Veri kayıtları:
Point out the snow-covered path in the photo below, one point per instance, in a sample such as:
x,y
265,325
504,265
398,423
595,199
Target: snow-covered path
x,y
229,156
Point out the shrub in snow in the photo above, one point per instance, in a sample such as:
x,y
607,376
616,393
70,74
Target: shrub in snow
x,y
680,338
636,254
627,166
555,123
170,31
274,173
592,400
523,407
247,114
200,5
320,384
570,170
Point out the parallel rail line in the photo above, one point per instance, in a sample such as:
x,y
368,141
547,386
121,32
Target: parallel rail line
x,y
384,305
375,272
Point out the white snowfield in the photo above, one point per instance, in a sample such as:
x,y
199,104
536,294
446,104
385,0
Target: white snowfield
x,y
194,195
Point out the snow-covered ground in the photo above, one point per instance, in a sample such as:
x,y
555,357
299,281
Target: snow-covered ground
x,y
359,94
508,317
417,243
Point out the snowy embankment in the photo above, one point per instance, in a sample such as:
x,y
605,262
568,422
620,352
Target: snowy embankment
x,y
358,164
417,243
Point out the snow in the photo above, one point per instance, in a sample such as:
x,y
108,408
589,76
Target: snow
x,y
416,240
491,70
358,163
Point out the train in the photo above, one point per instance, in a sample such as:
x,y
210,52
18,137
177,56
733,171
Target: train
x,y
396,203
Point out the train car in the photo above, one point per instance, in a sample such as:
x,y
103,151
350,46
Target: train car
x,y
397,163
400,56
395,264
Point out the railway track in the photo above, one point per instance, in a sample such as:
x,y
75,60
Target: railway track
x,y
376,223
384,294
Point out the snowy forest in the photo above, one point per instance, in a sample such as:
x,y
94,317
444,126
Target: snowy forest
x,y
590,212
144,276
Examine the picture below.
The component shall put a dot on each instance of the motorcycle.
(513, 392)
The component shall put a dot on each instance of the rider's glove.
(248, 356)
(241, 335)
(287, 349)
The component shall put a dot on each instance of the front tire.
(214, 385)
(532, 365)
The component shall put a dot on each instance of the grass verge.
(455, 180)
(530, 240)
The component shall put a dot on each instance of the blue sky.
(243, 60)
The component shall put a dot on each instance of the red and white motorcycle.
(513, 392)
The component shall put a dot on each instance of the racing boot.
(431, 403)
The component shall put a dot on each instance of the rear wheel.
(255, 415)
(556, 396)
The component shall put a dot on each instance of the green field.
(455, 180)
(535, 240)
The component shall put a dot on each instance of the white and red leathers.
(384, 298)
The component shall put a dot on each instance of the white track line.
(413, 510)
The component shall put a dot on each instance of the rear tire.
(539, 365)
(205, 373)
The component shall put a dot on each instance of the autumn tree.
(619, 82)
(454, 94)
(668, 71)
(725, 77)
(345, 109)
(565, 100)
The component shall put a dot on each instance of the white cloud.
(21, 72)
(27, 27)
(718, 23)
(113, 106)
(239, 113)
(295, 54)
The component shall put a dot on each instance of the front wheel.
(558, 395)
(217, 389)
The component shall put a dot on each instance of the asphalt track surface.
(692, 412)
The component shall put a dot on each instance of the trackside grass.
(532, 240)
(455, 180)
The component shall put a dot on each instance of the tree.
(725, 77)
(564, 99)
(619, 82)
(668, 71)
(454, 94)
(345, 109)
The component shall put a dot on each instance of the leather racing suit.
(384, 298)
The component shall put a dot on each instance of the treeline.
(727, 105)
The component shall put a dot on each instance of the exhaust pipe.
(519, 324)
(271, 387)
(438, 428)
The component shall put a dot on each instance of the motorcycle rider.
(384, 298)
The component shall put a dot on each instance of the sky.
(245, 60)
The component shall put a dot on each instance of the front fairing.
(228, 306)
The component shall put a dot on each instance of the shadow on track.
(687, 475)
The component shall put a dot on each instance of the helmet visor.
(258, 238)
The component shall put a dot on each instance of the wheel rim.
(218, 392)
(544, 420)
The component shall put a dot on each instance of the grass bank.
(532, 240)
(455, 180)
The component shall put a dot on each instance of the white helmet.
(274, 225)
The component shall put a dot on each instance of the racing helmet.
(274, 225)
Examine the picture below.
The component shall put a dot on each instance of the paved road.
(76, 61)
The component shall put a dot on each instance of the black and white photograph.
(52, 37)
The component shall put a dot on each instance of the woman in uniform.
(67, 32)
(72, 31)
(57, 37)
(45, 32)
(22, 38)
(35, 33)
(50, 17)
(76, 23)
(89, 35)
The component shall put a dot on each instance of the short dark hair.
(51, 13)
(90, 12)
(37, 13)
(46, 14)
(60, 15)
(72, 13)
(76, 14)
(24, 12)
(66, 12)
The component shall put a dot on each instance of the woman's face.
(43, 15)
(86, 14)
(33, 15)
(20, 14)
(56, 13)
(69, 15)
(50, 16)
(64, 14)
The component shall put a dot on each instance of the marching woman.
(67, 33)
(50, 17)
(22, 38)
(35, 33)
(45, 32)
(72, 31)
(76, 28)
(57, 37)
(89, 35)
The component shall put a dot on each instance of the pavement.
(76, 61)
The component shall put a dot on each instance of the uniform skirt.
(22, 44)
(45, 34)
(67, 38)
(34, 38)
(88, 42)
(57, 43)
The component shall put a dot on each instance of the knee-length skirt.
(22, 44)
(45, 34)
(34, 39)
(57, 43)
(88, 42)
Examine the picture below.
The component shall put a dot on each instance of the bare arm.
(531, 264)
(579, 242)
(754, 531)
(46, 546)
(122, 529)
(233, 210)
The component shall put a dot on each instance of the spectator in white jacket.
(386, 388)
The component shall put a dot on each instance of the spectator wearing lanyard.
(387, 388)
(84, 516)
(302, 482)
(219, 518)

Görev » "the helmet visor." ifadesini içeren satırla başlayıp satırların sonuyla biten bölümü, sütunları "gorev" ve "deger" olan bir CSV olarak ifade et. Her görev metni ve onun altındaki koordinatlar bir satıra gelsin, her biri tırnak içinde tek bir alan olsun ve satır sonları boşluğa dönüştürülsün.

Görevin Çıktısı »
gorev,deger
"The component shall put a dot on each instance of the helmet visor.","(258, 238)"
"The component shall put a dot on each instance of the wheel rim.","(218, 392) (544, 420)"
"The component shall put a dot on each instance of the grass bank.","(532, 240) (455, 180)"
"The component shall put a dot on each instance of the white helmet.","(274, 225)"
"The component shall put a dot on each instance of the racing helmet.","(274, 225)"
"Examine the picture below. The component shall put a dot on each instance of the paved road.","(76, 61)"
"The component shall put a dot on each instance of the black and white photograph.","(52, 37)"
"The component shall put a dot on each instance of the woman in uniform.","(67, 32) (72, 31) (57, 37) (45, 32) (22, 38) (35, 33) (50, 17) (76, 23) (89, 35)"
"The component shall put a dot on each instance of the short dark hair.","(51, 13) (90, 12) (37, 13) (46, 14) (60, 15) (72, 13) (76, 14) (24, 12) (66, 12)"
"The component shall put a dot on each instance of the woman's face.","(43, 15) (86, 14) (33, 15) (20, 14) (56, 13) (69, 15) (50, 16) (64, 14)"
"The component shall put a dot on each instance of the marching woman.","(67, 33) (50, 17) (22, 38) (35, 33) (45, 32) (72, 31) (76, 28) (57, 37) (89, 35)"
"The component shall put a dot on each instance of the pavement.","(76, 61)"
"The component shall put a dot on each instance of the uniform skirt.","(22, 44) (45, 34) (67, 38) (34, 38) (88, 42) (57, 43)"
"The component shall put a dot on each instance of the knee-length skirt.","(22, 44) (45, 34) (34, 39) (57, 43) (88, 42)"
"Examine the picture below. The component shall put a dot on each instance of the bare arm.","(531, 264) (579, 242) (754, 531) (46, 546) (122, 529) (233, 210)"
"The component shall put a dot on each instance of the spectator in white jacket.","(386, 388)"
"The component shall put a dot on each instance of the spectator wearing lanyard.","(387, 388) (84, 516) (302, 482) (219, 518)"